PROVIDED PASSAGE -
######
RUDE BOY - THE MOVIE
MARCH 1980 MELODY MAKER
Clash Movie. Rude Boy
`Rude Boy’s the movie featuring the Clash, has been in the works for two years and is now being held up by rows between the film-makers and the band.
MICHAEL WATTS reports.
“Rude Boy” is a dispassionate, sometimes glum, but always immensely truthful account of the punk years, as seen with the perspective of the band which represents punk’s political wing.
It’s been made by director Jack Hazan and his co-writer and editor, David Mingay, the team which in 1974 produced the highly acclaimed semi-docurmentary about David Hockney, “A Bigger Splash”. That film was extraordinary for its style, length, method of filming, and the reactions of its subjects when they eventually were confronted with themselves on screen. “Rude Boy” has followed that pattern, to the point where the Clash and their new managers, Andrew King and Peter Jenner of Blackhill Enterprises and PR Kosmo Vinyl, are considering legal action against it.
Filming began in 1977. Despite their distance from the rock scene, Hazan, who is 40, and Mingay, 33, felt the culture shock that was reverberating from punk.
“What previously had seemed beautiful and correct had changed,” says Mingay. “When the Clash played the Rainbow and the seats were ripped up, it was just after the Irish bombs had gone off in London. There was an atmosphere about the Clash, and what they were doing was a long way from swearing on TV, which apparently launched the Pistols big.” Mingay visited punk clubs and found
in Ray Gange, a kid from Brixton, the films symbolic link with the times. Gange was bored and restless, seeking both excitement and purpose in his life. He was working in a sex bookshop but trying to get a roadie’s job with the Clash.
######
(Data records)
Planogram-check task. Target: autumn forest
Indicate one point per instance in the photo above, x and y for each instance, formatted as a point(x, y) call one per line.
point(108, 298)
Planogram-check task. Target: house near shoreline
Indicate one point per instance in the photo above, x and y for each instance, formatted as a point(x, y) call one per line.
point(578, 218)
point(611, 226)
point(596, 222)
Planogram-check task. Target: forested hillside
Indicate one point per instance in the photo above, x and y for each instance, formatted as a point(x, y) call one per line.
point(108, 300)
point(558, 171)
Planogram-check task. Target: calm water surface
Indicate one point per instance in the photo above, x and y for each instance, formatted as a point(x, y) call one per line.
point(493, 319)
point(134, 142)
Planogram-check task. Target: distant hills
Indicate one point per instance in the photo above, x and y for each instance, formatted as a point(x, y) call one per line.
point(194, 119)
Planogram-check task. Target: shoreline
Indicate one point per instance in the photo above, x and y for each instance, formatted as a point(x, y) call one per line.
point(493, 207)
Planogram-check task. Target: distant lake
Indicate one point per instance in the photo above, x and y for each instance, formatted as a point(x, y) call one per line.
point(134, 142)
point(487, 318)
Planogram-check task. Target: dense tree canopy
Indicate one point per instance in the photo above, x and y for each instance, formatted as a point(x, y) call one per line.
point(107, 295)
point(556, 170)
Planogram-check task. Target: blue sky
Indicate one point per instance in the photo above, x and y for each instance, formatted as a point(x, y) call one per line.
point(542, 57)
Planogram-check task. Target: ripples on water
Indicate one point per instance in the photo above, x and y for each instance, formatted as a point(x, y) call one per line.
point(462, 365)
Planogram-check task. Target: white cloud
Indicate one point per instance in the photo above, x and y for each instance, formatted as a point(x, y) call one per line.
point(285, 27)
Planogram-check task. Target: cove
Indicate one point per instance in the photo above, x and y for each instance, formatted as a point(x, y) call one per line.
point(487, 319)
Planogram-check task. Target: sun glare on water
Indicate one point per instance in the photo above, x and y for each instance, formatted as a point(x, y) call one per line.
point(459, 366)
######
INSTRUCTIONS -
#1 According to the Rude Boy article, in what year did filming begin?
#2 Render the entry lines between the line holding "Planogram-check task. Target: shoreline" and the line holding "point(487, 319)", inclusive, as a Markdown table with columns Num and Line. Leave out any blank lines.
The Rude Boy article and the data entries have no connection to each other.

ANSWERS -
#1 1977

#2
| Num | Line |
|---|---|
| 1 | Planogram-check task. Target: shoreline |
| 2 | Indicate one point per instance in the photo above, x and y for each instance, formatted as a point(x, y) call one per line. |
| 3 | point(493, 207) |
| 4 | Planogram-check task. Target: distant lake |
| 5 | Indicate one point per instance in the photo above, x and y for each instance, formatted as a point(x, y) call one per line. |
| 6 | point(134, 142) |
| 7 | point(487, 318) |
| 8 | Planogram-check task. Target: dense tree canopy |
| 9 | Indicate one point per instance in the photo above, x and y for each instance, formatted as a point(x, y) call one per line. |
| 10 | point(107, 295) |
| 11 | point(556, 170) |
| 12 | Planogram-check task. Target: blue sky |
| 13 | Indicate one point per instance in the photo above, x and y for each instance, formatted as a point(x, y) call one per line. |
| 14 | point(542, 57) |
| 15 | Planogram-check task. Target: ripples on water |
| 16 | Indicate one point per instance in the photo above, x and y for each instance, formatted as a point(x, y) call one per line. |
| 17 | point(462, 365) |
| 18 | Planogram-check task. Target: white cloud |
| 19 | Indicate one point per instance in the photo above, x and y for each instance, formatted as a point(x, y) call one per line. |
| 20 | point(285, 27) |
| 21 | Planogram-check task. Target: cove |
| 22 | Indicate one point per instance in the photo above, x and y for each instance, formatted as a point(x, y) call one per line. |
| 23 | point(487, 319) |